TEXT EXTRACT:
If we want the computer to do all our work do we have to become computers?
“Every time you solve a problem you create a new one” — Kevin Slavin (1). Are we trying to hard or not hard enough? In our quest to make the world data driven and quantifiable are we producing new problems? Are we so eager to make the world into a programmable sequence (algorithm) that we exclude the parts that make us sentient [able to perceive or feel things]? Meaning: if we want the computer to do all our work do we have to become computers?
In the book “Why the world needs anthropologists” (2) Dan Podjed, Meta Gorup, Pavel Borecky and Carla Guerrón Montero invite 11 anthropologists to share their stories about why now more than ever the world needs “cultural relativism, ethnography, comparison and context” (3).
All quotes below are from the introduction by Dan Podjed and Meta Gorup and the first article by Thomas Hylland Eriksen (the complete book is a gold mine).

WHAT IS REQUIRED: Copy the text above on computers and the need for anthropologists word for word, from its opening question to its last sentence.

DATASET CONTENT:

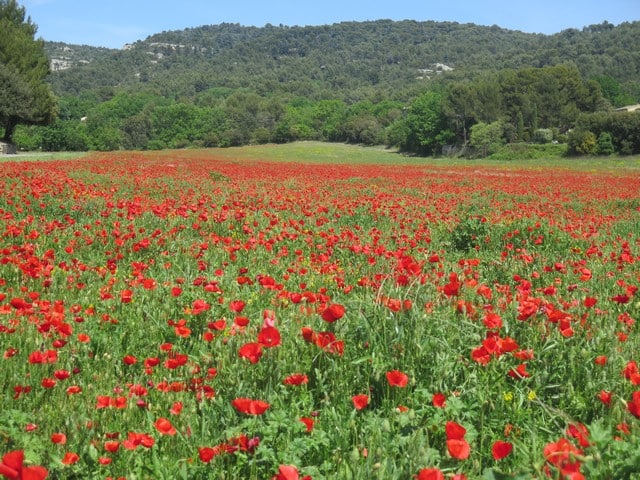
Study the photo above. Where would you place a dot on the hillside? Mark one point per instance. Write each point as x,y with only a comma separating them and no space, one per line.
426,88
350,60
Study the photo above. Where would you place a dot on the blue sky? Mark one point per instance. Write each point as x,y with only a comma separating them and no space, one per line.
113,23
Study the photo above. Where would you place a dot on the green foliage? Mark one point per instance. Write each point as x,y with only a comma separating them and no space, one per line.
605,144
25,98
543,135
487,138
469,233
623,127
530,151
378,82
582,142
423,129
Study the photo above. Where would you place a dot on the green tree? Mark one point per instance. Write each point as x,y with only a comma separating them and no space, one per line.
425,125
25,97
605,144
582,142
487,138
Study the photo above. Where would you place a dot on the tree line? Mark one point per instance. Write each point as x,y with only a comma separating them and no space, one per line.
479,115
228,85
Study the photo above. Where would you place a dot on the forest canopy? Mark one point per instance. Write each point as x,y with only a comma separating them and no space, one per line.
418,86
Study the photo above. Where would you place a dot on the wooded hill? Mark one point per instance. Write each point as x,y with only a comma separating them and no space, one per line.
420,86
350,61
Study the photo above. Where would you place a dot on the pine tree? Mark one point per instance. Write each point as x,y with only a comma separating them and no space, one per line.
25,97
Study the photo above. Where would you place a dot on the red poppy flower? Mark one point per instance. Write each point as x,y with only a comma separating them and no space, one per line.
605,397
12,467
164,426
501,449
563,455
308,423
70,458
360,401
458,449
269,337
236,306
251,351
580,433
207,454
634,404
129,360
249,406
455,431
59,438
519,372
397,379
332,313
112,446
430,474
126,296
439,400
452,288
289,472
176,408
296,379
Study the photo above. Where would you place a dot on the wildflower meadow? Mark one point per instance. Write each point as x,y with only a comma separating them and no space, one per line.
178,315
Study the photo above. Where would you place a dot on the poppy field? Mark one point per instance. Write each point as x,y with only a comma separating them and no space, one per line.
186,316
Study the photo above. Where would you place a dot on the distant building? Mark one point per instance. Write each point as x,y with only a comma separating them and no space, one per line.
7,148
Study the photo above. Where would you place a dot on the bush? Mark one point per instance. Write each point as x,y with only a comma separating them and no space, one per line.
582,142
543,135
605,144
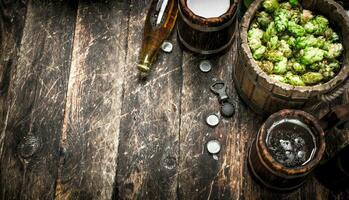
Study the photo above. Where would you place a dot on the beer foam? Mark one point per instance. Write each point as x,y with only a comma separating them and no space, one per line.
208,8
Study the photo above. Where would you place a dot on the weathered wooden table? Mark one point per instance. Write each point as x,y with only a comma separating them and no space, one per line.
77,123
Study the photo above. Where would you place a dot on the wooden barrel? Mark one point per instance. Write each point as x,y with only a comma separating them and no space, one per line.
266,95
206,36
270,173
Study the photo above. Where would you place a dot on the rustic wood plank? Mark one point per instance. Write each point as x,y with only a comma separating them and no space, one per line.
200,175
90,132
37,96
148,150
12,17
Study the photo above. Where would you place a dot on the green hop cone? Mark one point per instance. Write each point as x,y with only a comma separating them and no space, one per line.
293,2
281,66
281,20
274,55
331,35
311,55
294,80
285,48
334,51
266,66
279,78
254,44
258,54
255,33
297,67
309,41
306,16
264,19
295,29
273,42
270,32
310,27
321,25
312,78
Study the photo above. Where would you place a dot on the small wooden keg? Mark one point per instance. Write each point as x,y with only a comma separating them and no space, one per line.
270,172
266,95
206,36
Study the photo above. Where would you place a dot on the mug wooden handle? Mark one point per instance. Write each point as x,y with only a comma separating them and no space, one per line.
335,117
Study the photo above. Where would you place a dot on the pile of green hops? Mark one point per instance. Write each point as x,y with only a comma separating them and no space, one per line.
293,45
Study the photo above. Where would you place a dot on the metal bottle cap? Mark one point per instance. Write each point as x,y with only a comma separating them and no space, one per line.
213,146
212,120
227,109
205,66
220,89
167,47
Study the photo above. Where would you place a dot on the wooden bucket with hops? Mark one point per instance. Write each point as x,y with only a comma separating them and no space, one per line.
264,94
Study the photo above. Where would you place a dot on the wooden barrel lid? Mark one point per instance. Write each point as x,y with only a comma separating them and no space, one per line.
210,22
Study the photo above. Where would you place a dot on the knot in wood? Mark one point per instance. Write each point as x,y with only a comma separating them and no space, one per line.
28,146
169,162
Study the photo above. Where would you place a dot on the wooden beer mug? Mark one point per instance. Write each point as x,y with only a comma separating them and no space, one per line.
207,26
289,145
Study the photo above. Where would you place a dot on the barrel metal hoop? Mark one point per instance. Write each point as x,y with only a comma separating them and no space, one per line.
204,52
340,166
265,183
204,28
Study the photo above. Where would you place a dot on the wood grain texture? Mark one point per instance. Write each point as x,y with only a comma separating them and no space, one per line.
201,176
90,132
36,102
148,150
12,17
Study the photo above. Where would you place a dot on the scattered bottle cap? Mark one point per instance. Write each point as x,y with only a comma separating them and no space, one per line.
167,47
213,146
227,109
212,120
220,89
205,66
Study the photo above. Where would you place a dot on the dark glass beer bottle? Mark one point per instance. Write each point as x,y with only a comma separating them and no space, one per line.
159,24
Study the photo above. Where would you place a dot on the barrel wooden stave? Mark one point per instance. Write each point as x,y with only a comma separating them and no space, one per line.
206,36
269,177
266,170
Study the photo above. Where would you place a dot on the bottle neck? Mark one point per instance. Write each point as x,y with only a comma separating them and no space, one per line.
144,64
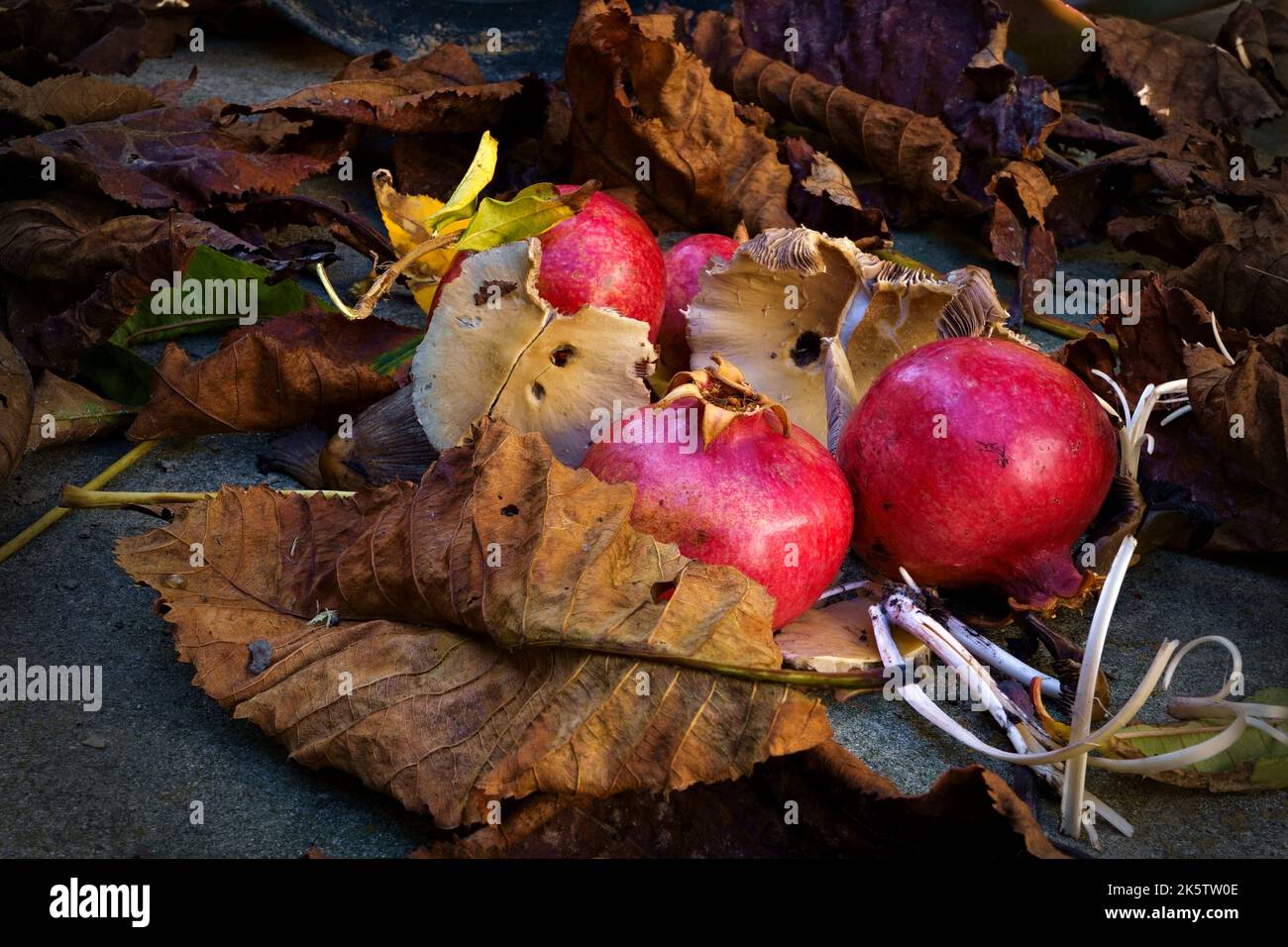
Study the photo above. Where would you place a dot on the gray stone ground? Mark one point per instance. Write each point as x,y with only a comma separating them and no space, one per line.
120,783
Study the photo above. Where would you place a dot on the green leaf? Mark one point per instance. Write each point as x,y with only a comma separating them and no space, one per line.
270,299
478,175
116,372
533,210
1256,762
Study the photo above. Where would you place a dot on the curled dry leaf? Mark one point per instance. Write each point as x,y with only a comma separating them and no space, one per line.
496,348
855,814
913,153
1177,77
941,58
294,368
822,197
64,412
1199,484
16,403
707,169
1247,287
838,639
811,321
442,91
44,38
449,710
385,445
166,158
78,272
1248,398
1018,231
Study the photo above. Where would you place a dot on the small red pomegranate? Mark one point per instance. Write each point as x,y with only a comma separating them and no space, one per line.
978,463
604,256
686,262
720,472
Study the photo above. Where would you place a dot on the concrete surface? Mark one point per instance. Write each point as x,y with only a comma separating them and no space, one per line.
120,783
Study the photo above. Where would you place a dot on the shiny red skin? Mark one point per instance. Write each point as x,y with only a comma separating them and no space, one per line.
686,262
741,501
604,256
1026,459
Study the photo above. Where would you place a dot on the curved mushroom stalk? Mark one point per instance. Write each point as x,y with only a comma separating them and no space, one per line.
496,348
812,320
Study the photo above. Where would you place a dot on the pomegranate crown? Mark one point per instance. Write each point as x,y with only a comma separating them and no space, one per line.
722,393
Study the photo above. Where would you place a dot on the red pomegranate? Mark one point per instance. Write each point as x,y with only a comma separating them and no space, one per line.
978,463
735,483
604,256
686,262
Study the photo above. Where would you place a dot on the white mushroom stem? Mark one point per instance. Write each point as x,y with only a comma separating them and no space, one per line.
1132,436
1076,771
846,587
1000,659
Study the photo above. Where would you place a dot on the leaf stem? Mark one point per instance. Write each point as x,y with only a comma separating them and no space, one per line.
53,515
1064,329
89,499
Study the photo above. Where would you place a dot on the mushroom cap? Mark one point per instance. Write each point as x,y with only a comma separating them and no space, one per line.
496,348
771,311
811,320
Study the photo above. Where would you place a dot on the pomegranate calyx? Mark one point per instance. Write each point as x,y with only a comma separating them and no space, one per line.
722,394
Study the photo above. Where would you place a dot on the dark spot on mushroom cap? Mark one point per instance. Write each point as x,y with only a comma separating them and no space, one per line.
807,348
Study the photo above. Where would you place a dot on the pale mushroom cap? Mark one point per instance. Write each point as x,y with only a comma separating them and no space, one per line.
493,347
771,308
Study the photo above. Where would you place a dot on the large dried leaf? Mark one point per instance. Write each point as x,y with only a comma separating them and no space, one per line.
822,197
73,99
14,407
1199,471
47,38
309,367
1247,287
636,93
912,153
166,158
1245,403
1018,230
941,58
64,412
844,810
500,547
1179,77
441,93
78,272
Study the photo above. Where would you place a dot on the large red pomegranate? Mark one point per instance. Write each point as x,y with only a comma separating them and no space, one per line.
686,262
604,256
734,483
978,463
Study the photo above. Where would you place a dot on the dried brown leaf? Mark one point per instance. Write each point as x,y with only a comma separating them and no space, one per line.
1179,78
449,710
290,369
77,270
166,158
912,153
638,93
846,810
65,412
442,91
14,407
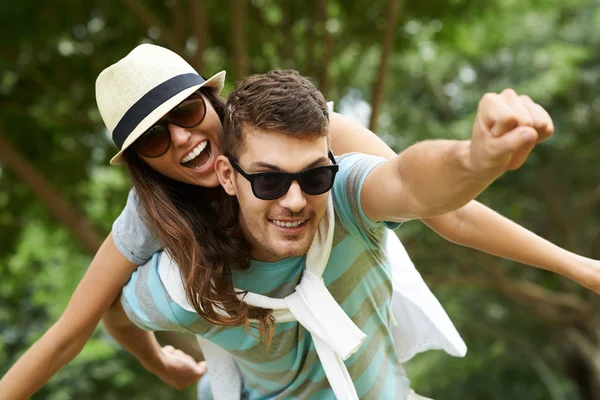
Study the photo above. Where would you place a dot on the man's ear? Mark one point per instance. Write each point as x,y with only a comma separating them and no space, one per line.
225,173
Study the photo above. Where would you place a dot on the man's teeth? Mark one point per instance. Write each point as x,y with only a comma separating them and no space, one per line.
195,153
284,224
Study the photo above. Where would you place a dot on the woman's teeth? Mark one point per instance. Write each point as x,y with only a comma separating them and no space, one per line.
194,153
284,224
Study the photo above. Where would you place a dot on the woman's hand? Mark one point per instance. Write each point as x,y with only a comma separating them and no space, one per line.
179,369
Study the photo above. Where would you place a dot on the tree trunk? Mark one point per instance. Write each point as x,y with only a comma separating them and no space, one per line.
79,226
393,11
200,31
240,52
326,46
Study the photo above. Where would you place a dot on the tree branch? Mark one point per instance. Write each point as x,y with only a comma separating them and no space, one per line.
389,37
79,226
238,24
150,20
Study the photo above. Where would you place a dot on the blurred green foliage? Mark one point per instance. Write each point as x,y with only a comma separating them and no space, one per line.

FULL RESPONSE:
If we want the computer to do all our work do we have to become computers?
“Every time you solve a problem you create a new one” — Kevin Slavin (1). Are we trying to hard or not hard enough? In our quest to make the world data driven and quantifiable are we producing new problems? Are we so eager to make the world into a programmable sequence (algorithm) that we exclude the parts that make us sentient [able to perceive or feel things]? Meaning: if we want the computer to do all our work do we have to become computers?
In the book “Why the world needs anthropologists” (2) Dan Podjed, Meta Gorup, Pavel Borecky and Carla Guerrón Montero invite 11 anthropologists to share their stories about why now more than ever the world needs “cultural relativism, ethnography, comparison and context” (3).
All quotes below are from the introduction by Dan Podjed and Meta Gorup and the first article by Thomas Hylland Eriksen (the complete book is a gold mine).